* Start Source document *

[Issue 5550] New: std.range.enumerate()

d-bugmail at puremagic.com d-bugmail at puremagic.com
Tue Feb 8 17:04:03 PST 2011


http://d.puremagic.com/issues/show_bug.cgi?id=5550

           Summary: std.range.enumerate()
           Product: D
           Version: D2
          Platform: All
        OS/Version: All
            Status: NEW
          Severity: enhancement
          Priority: P2
         Component: Phobos
        AssignedTo: nobody at puremagic.com
        ReportedBy: bearophile_hugs at eml.cc


--- Comment #0 from bearophile_hugs at eml.cc 2011-02-08 17:01:39 PST ---
I suggest to add an enumerate() to Phobos std.range module. An alternative name
is count().

enumerate() is a simple function, it takes one iterable and returns an iterable
of (index, item) pairs:

>>> list(enumerate("abcd"))
[(0, 'a'), (1, 'b'), (2, 'c'), (3, 'd')]


A second optional argument allows to define a start value different from zero:

>>> list(enumerate("abcd", 3))

* End Source document *
* Start Provided information *

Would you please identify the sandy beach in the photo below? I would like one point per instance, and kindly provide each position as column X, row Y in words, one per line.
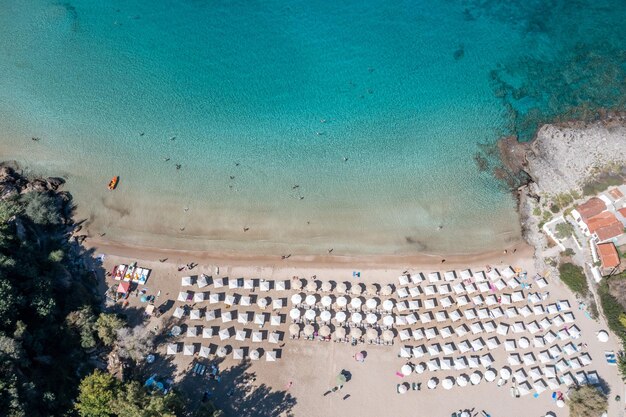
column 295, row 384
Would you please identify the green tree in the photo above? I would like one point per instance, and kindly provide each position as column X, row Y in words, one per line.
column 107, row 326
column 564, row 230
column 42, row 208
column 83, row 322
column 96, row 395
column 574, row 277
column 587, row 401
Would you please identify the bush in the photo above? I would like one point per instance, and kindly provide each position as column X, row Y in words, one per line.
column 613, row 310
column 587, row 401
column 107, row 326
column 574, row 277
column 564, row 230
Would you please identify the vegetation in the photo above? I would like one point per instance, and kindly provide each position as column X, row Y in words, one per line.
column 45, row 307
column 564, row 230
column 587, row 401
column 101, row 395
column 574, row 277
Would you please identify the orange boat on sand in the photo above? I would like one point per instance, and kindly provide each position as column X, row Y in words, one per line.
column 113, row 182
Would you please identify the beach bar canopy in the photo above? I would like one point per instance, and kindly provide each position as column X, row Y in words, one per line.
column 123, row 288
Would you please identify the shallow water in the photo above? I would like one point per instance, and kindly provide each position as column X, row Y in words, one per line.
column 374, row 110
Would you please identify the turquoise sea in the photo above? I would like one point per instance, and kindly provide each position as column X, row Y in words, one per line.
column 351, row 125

* End Provided information *
* Start Provided information *

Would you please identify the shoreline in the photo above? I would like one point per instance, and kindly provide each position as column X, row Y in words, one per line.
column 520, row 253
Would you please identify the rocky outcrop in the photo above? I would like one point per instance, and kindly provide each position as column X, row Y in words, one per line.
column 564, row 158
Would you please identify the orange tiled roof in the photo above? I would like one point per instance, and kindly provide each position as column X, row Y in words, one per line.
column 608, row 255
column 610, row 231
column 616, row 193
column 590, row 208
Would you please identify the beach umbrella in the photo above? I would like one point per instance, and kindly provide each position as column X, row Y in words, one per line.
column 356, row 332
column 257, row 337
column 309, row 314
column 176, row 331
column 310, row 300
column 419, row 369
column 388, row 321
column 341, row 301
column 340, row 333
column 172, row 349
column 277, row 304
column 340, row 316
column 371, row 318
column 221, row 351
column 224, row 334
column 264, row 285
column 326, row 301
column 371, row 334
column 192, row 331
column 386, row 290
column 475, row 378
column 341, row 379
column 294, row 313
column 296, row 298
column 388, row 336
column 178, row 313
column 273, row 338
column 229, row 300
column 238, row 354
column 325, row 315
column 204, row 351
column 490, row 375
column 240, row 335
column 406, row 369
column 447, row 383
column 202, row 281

* End Provided information *

Required tasks:
1. Transcribe the passage of the enumerate() bug report that begins at the words "--- Comment #0" and stops after "is count().".
2. In the enumerate() bug report, what alternative name is proposed for the function?
3. Take the enumerate() bug report further, starting after its last line.
These rows have no connection to the enumerate() bug report.

Final answers:
1.
--- Comment #0 from bearophile_hugs at eml.cc 2011-02-08 17:01:39 PST ---
I suggest to add an enumerate() to Phobos std.range module. An alternative name
is count().

2. count()

3.
[(3, 'a'), (4, 'b'), (5, 'c'), (6, 'd')]


This is an example usage of Python2.6 enumerate():

>>> comp = [1, 1, 0, 0, 1, 0, 1, 0, 1, 1, 1, 0, 1, 0, 1, 1, 1, 0, 1, 0, 1]
>>> [i for i,b in enumerate(comp) if not b]
[2, 3, 5, 7, 11, 13, 17, 19]
>>> comp = comp[2:]
>>> comp
[0, 0, 1, 0, 1, 0, 1, 1, 1, 0, 1, 0, 1, 1, 1, 0, 1, 0, 1]
>>> [i for i,b in enumerate(comp, 2) if not b]
[2, 3, 5, 7, 11, 13, 17, 19]


Here the input 'comp' is a list of bits (booleans) produced by a Sieve of
Eratosthenes, that represents the composite numbers. The desired output (a
sequence of primes) is a list of indexes where the value b is false, so it's
prime.

This is a D2 translation in procedural style:

import std.stdio;
void main() {
    auto comp = [1, 1, 0, 0, 1, 0, 1, 0, 1, 1, 1, 0, 1, 0, 1, 1, 1, 0, 1, 0,
1];
    int[] result;
    foreach (i, p; comp)
        if (!p)
            result ~= i;
    writeln(result);

    comp = comp[2..$];
    result.length = 0;
    foreach (i, p; comp)
        if (!p)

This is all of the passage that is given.